Text excerpt:
···

By MAR ROMAN
The Associated Press
Monday, February 19, 2007; 3:36 PM
MADRID, Spain -- Three men charged with placing backpack bombs on rush-hour commuter trains in Madrid denied Monday having any role in the 2004 terror attacks, contradicting witness accounts placing them there.
The three are among 29 defendants on trial for the attacks that killed 191 people and wounded more than 1,800. The trial, in its third day Monday, was expected to last at least five months.
One of the alleged bombers insisted his mother could corroborate his claim that he was asleep in bed when the bombs went off on March 11, 2004.
Another defendant said he was at a restaurant miles away when the trains blew up.
A third also denied taking part in the bombings. But he acknowledged having been friends with a Tunisian accused in the attacks, and with other alleged ringleaders who committed suicide three weeks after the bombings to avoid arrest.
Jamal Zougam _ a Moroccan who ran the shop that sold most of the cell phone cards used to set off the bombs _ gave the day's first testimony, saying he had been implicated as punishment for having refused to be a police informant.
Zougam, 33, said he was approached twice by Spanish police seeking help getting information about Islamic radicals, but he refused.
He told the three-judge panel that, following his detention two days after the bombings, an officer had visited his jail cell.
"He told me: 'If you had collaborated with us, this wouldn't have happened to you,'" Zougam said, testifying in the trial for a second day.
Zougam condemned the attacks, and denied he was a member of al-Qaida or any other radical Islamic group. "I live in Spain: This is like my country. Here, I live, I work, I eat," he said.
Zougam said his mother told the magistrate leading the investigation that he had been at home asleep when the bombs went off.
Another alleged bomber, Syrian Basel Ghalyoun, acknowledged that he was a friend of Serhan Ben Abdelmajid Fakhet and other ringleaders who blew themselves up as police moved to arrest them in the Madrid suburb of Leganes three weeks after the attacks, but denied having anything to do with the bombings.
Ghalyoun, however, said he knew Fakhet was a radical.
"Serhan considered the United States an enemy of the Muslim people," Ghalyoun said.
Moroccan Abdelmajid Bouchar, also placed by witnesses aboard one of the doomed trains, denied knowing any of the alleged cell members or having anything to do with the attacks.
Bouchar denied investigators' claim that he had been with seven alleged ringleaders in the Leganes apartment before they committed suicide. He is said to have gone down to the street to empty the garbage, seen the police coming, screamed out to warn his colleagues and then taken off running _ so fast police later nicknamed him "the deer."
When asked by the prosecutor how he could explain the fact that traces of his DNA had been found on a date pit in the apartment, as well as his passport and other personal documents, he said: "I wasn't at that house and I don't know how these things got there."
All three of the defendants face sentences of up to 38,656 years _ 30 years for each of the 191 killings and 18 years apiece for 1,820 attempted murders _ though under Spanish law, the maximum time anyone can spend behind bars is 40 years.

···

Data excerpts:
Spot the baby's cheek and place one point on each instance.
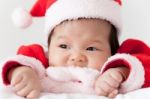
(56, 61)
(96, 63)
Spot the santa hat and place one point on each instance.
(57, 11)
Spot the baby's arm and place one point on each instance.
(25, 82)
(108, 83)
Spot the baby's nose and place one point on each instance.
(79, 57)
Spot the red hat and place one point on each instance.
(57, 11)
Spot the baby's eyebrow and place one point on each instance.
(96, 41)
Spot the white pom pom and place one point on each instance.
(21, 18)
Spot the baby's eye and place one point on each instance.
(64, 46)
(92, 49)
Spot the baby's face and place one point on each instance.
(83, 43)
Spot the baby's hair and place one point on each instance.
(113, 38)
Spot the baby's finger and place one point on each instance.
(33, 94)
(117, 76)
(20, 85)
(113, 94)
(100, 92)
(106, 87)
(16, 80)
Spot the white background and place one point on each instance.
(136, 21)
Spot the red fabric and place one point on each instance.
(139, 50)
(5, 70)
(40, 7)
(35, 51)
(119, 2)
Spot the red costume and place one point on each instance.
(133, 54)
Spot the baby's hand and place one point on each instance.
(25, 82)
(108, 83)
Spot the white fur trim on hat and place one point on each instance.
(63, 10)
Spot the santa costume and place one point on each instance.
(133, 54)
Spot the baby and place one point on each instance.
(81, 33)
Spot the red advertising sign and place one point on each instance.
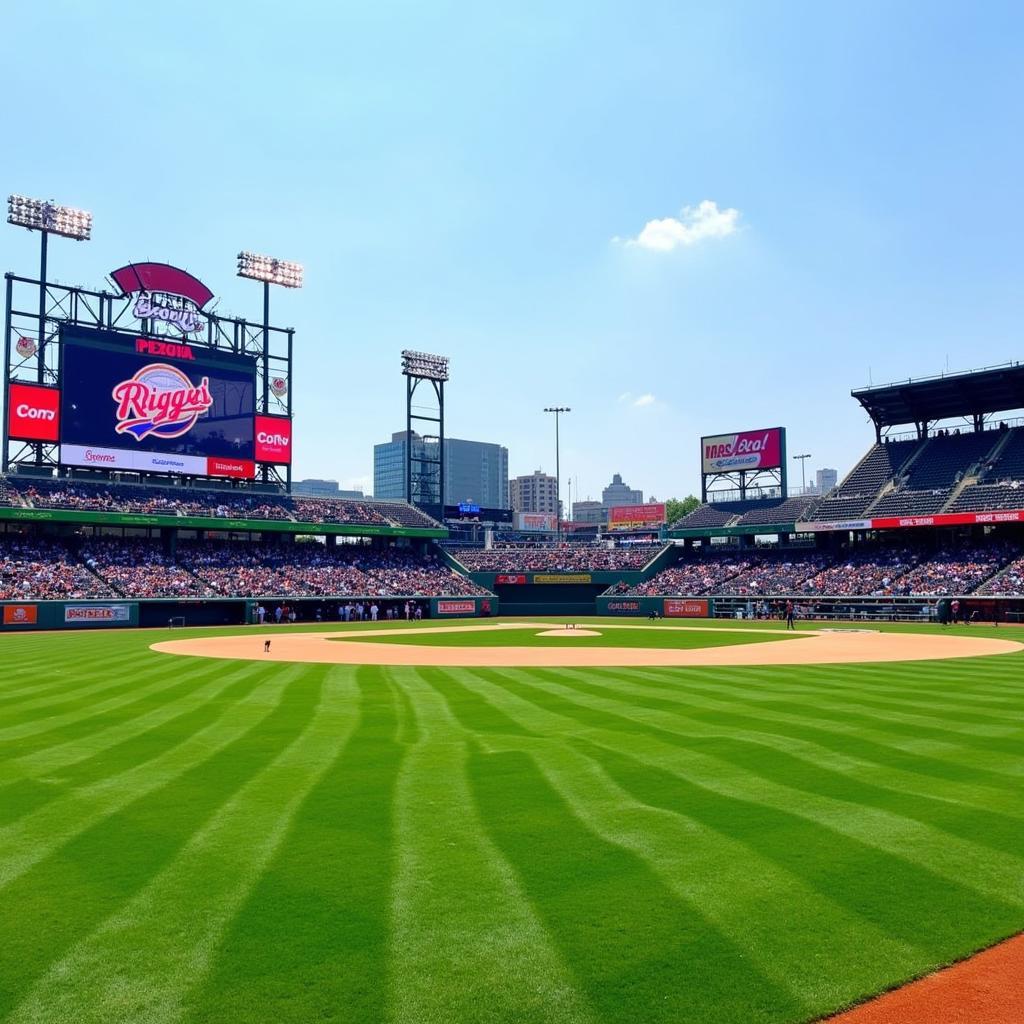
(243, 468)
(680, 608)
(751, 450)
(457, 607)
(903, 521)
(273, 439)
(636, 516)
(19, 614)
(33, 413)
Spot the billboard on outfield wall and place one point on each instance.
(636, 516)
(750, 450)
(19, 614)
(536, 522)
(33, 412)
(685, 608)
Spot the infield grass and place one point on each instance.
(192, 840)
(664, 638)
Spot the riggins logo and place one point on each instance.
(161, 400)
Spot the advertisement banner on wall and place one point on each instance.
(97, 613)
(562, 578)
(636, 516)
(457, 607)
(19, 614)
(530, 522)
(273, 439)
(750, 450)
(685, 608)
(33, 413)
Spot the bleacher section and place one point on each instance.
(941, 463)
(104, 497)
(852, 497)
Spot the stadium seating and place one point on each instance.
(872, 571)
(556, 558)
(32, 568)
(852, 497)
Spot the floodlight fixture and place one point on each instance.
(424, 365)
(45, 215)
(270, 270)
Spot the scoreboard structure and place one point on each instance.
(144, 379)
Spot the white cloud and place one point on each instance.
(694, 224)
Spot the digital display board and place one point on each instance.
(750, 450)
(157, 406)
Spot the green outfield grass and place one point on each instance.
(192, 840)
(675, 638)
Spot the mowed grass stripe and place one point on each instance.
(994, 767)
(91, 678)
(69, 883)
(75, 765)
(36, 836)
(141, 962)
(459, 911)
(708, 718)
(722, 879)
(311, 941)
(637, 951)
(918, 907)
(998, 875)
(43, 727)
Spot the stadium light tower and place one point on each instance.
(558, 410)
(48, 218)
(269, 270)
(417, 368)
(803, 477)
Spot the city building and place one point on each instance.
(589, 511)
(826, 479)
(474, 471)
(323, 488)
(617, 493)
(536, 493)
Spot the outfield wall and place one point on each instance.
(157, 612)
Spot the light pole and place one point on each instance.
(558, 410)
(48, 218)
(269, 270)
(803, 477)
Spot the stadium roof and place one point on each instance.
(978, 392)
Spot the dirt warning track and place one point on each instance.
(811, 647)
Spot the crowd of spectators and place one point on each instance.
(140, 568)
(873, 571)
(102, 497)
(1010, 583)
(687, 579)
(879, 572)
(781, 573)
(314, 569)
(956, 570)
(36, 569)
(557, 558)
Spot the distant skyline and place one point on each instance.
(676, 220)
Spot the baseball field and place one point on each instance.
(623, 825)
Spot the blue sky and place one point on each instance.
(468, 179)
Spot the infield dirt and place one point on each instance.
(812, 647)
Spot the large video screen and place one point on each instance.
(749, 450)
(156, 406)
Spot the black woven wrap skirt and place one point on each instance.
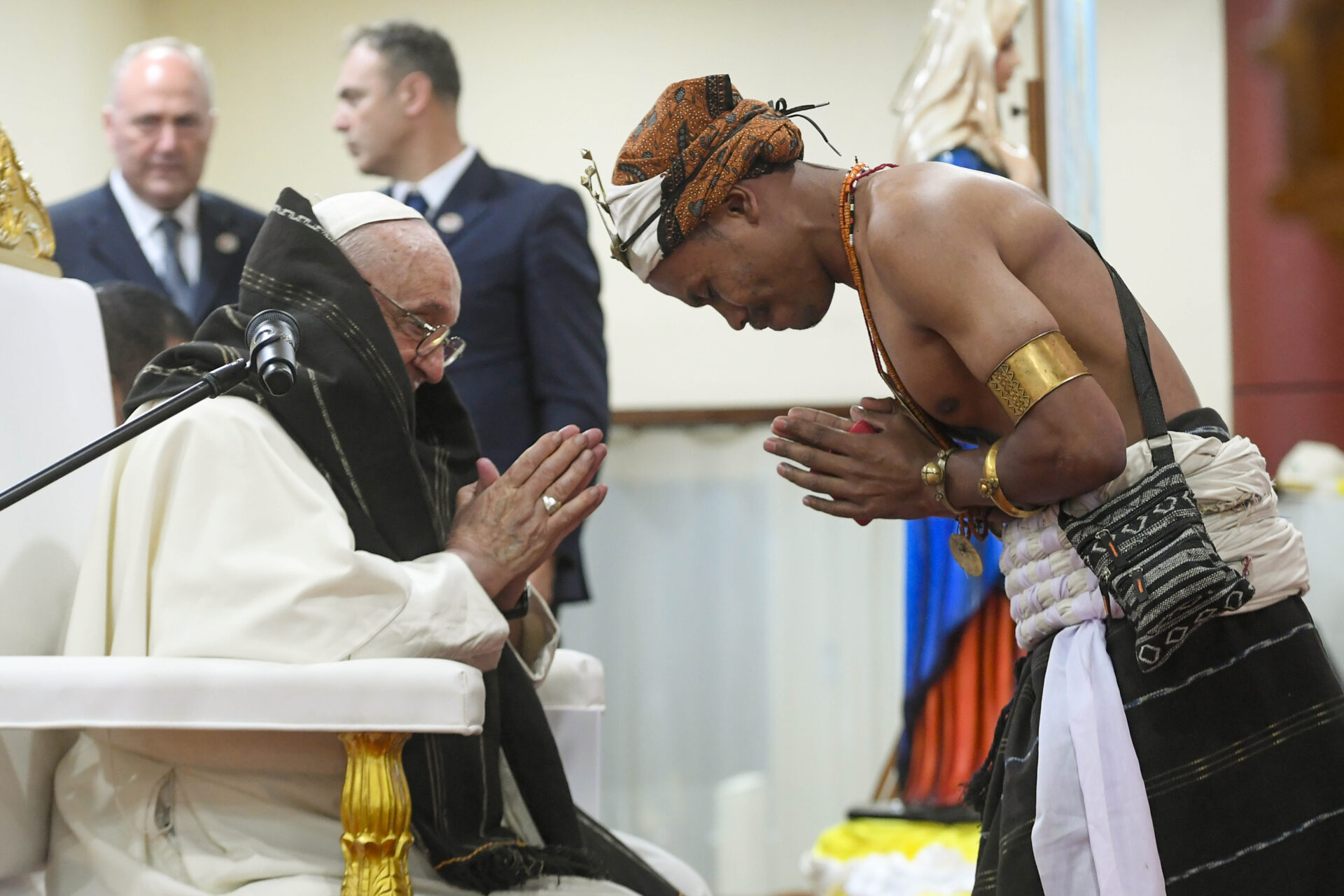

···

Aim of the exercise:
Reproduce, word for word, the passage of the Madrid bombing trial report that opens with the words containing "Jamal Zougam _" and closes with "but he refused.".

Exercise answer:
Jamal Zougam _ a Moroccan who ran the shop that sold most of the cell phone cards used to set off the bombs _ gave the day's first testimony, saying he had been implicated as punishment for having refused to be a police informant.
Zougam, 33, said he was approached twice by Spanish police seeking help getting information about Islamic radicals, but he refused.